• **Records provided**
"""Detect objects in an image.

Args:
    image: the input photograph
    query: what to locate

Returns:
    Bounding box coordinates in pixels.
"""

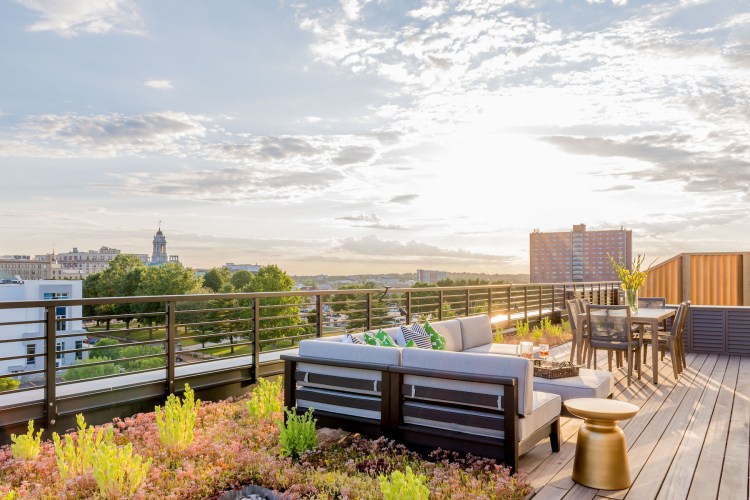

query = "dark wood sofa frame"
[281,355,560,472]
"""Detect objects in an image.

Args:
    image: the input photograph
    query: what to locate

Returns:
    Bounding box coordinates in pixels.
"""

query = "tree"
[133,262,201,339]
[240,265,309,348]
[63,357,120,382]
[229,269,254,290]
[203,267,232,293]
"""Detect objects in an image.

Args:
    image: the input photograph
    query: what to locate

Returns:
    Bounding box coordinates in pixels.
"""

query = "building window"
[26,344,36,366]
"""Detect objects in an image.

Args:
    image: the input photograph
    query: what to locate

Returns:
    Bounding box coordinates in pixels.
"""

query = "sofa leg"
[549,417,560,453]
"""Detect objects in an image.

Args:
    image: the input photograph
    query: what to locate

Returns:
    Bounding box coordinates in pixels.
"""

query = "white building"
[0,279,87,375]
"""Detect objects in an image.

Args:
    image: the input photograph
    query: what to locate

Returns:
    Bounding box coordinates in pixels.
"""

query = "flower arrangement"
[607,254,656,311]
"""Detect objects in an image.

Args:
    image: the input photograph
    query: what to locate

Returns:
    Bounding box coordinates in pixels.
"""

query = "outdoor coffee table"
[565,398,640,490]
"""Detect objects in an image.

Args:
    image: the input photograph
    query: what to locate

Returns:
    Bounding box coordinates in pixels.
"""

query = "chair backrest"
[565,299,581,331]
[638,297,667,309]
[587,304,633,349]
[669,301,690,338]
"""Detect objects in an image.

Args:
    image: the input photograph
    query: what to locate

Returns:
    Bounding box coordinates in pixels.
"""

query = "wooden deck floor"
[519,353,750,500]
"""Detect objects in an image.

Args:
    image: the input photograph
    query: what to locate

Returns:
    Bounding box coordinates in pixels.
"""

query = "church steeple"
[151,225,169,264]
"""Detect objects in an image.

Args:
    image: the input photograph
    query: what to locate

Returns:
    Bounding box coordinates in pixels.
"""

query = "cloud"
[388,194,419,205]
[336,235,513,265]
[596,184,635,193]
[336,214,408,231]
[333,146,375,166]
[13,112,207,157]
[16,0,145,38]
[143,80,174,90]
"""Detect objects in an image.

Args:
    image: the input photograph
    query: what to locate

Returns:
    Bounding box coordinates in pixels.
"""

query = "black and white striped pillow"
[341,333,365,345]
[401,323,432,349]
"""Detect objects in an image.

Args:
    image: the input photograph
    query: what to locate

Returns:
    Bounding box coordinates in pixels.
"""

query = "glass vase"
[625,288,638,313]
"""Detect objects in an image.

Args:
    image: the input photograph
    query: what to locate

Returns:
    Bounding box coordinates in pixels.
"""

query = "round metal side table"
[565,398,640,490]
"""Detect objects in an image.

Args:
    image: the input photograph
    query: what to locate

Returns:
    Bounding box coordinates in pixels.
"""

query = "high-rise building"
[529,224,633,283]
[417,269,448,285]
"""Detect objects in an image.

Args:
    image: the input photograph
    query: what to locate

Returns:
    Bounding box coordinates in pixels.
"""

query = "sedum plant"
[245,377,283,420]
[155,384,201,450]
[378,465,430,500]
[52,413,113,481]
[10,420,44,460]
[93,442,153,498]
[278,408,318,460]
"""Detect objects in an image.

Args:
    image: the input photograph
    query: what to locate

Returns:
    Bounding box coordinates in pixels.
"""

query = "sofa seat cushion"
[430,319,464,352]
[297,387,381,420]
[518,390,562,441]
[464,344,518,356]
[457,314,493,351]
[534,368,615,401]
[406,346,534,415]
[404,392,562,442]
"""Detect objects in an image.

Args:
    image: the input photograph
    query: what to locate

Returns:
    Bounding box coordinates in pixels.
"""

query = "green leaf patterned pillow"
[424,321,445,351]
[365,330,398,347]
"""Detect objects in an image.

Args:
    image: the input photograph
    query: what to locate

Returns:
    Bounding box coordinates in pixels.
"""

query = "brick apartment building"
[529,224,633,283]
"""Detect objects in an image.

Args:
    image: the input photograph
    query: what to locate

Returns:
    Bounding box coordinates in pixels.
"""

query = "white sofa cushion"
[458,314,493,351]
[534,368,615,401]
[430,319,464,352]
[518,391,562,441]
[406,346,534,415]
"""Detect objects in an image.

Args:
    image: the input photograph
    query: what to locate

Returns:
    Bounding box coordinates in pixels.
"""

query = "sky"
[0,0,750,274]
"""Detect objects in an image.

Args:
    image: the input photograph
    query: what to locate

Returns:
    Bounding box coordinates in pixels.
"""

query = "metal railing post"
[253,297,262,376]
[505,285,513,328]
[44,306,57,429]
[315,293,323,337]
[166,302,177,395]
[523,285,529,323]
[365,293,372,332]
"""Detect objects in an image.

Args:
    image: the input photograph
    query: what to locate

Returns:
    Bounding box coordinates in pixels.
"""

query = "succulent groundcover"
[0,390,531,499]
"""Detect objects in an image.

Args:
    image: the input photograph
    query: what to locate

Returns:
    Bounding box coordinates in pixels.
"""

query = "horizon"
[0,0,750,276]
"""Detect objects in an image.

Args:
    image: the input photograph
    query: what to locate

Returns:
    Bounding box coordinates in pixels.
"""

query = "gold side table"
[565,398,640,490]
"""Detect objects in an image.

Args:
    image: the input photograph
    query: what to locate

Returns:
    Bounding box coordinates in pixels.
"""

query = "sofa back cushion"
[430,319,464,352]
[401,349,534,415]
[457,314,493,350]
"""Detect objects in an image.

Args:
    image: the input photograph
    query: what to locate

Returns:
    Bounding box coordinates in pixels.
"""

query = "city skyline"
[0,0,750,275]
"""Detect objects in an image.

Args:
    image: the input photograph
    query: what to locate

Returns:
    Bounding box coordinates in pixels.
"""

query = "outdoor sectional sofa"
[282,315,613,470]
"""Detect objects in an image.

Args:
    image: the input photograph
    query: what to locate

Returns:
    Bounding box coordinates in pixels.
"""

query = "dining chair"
[565,299,589,364]
[587,304,641,385]
[641,302,690,378]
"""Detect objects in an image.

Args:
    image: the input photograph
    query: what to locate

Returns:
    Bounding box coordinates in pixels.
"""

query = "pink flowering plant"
[0,380,531,499]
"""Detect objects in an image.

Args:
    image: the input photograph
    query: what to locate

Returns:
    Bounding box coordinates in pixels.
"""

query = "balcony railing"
[0,282,619,441]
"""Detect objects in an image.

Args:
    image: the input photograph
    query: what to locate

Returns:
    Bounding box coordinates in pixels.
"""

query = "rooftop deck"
[519,350,750,500]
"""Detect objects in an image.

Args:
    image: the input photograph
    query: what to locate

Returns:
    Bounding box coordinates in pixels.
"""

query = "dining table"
[573,307,677,384]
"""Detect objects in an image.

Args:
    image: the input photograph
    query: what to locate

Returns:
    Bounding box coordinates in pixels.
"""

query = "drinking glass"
[521,342,534,359]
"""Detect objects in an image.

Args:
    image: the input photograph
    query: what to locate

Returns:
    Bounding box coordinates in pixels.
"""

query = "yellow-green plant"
[607,254,656,303]
[154,384,201,450]
[10,420,44,460]
[492,328,505,344]
[277,408,318,460]
[52,413,113,481]
[378,465,430,500]
[245,377,282,419]
[93,442,152,498]
[516,321,529,337]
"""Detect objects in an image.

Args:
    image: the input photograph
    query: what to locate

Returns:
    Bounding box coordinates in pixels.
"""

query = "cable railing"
[0,282,619,440]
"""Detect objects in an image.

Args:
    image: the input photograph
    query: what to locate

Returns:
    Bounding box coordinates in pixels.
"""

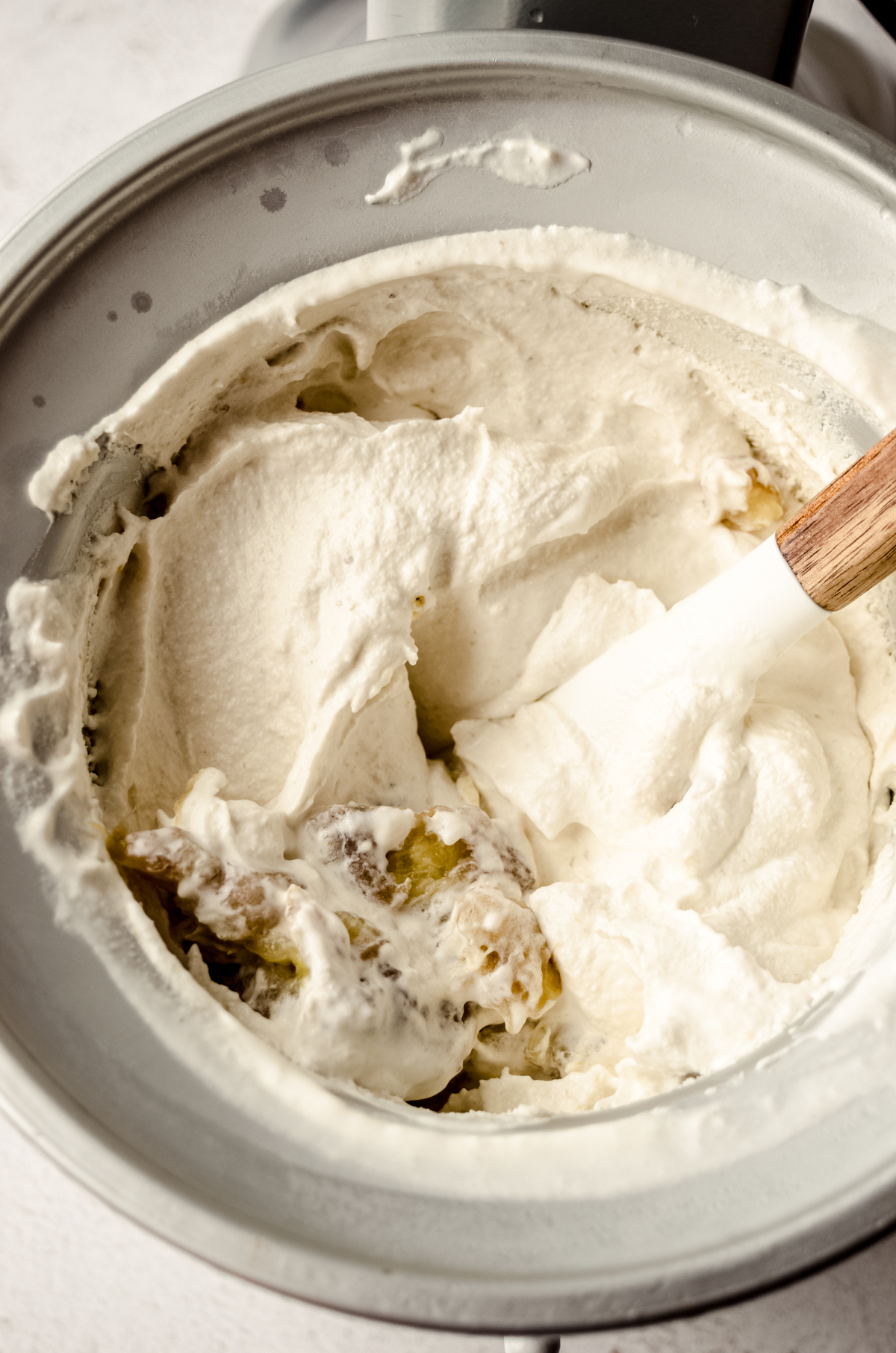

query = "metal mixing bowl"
[0,32,896,1331]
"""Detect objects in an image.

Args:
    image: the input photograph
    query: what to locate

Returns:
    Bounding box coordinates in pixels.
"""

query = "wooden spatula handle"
[776,430,896,610]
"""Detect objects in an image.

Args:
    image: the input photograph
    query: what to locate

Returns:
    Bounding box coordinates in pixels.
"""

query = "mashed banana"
[5,231,896,1112]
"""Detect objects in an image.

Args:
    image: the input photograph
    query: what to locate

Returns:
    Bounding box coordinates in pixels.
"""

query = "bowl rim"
[0,30,896,1333]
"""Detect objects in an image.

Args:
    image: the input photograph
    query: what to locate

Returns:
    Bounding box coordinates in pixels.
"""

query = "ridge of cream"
[4,228,896,1112]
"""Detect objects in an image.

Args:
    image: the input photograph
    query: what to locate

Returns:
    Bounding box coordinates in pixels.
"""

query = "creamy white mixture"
[0,230,896,1112]
[364,127,591,207]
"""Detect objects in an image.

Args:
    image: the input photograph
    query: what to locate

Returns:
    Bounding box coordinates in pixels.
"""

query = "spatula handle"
[776,430,896,610]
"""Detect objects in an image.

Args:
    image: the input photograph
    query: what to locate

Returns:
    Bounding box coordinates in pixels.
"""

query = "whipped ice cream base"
[3,230,896,1189]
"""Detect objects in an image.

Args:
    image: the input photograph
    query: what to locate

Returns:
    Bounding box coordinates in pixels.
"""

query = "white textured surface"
[0,0,896,1353]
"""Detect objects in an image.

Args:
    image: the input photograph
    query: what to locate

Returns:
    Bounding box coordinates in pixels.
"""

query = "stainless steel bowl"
[0,32,896,1331]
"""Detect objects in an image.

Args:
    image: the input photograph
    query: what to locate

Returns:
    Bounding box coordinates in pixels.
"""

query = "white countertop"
[0,0,896,1353]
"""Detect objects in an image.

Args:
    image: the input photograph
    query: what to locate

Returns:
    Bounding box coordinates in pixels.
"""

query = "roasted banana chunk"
[108,805,560,1101]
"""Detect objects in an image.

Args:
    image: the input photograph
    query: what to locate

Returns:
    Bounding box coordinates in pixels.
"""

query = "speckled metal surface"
[0,4,896,1353]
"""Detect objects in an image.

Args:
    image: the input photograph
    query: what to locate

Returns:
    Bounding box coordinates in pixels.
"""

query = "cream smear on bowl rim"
[3,228,896,1191]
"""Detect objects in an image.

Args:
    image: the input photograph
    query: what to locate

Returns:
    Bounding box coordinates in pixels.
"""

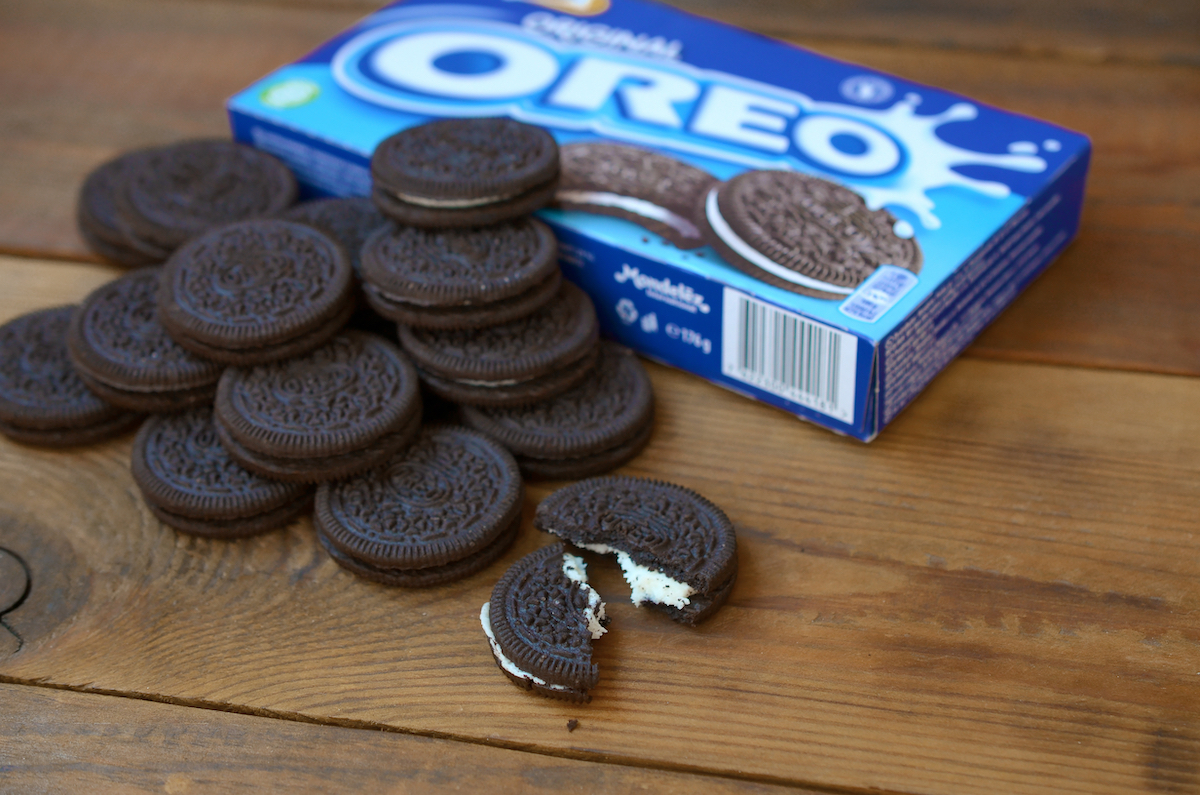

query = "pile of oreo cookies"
[0,119,653,585]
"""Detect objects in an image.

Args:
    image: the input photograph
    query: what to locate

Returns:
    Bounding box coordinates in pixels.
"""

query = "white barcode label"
[721,287,858,423]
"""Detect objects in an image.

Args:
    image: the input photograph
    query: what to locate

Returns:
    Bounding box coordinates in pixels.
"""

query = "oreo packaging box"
[228,0,1091,440]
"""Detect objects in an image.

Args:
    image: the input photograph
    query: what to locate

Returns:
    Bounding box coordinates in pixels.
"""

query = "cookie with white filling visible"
[479,544,607,703]
[554,141,716,249]
[533,477,738,624]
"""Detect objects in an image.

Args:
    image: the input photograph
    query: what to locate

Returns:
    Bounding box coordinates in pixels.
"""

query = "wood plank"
[164,0,1200,65]
[0,0,1200,373]
[0,261,1200,795]
[0,685,804,795]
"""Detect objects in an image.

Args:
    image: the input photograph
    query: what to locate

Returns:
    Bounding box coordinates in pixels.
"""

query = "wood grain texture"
[154,0,1200,65]
[0,0,1200,373]
[0,258,1200,795]
[0,685,804,795]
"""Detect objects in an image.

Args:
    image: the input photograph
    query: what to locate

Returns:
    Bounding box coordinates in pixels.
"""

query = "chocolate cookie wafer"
[697,171,922,300]
[371,118,559,227]
[554,141,716,249]
[0,306,142,447]
[534,477,738,624]
[215,330,421,483]
[479,544,607,703]
[130,407,312,538]
[462,342,654,478]
[362,217,562,329]
[400,281,600,406]
[67,268,224,412]
[158,220,354,366]
[314,425,524,587]
[76,150,172,268]
[113,139,298,252]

• **Task to complete**
Pull out every line of the items that contains the word "table", copying each one in full.

• **Solution for this exercise**
query = "outdoor coffee table"
query = "round metal side table"
query = "gold side table"
query = "dining table"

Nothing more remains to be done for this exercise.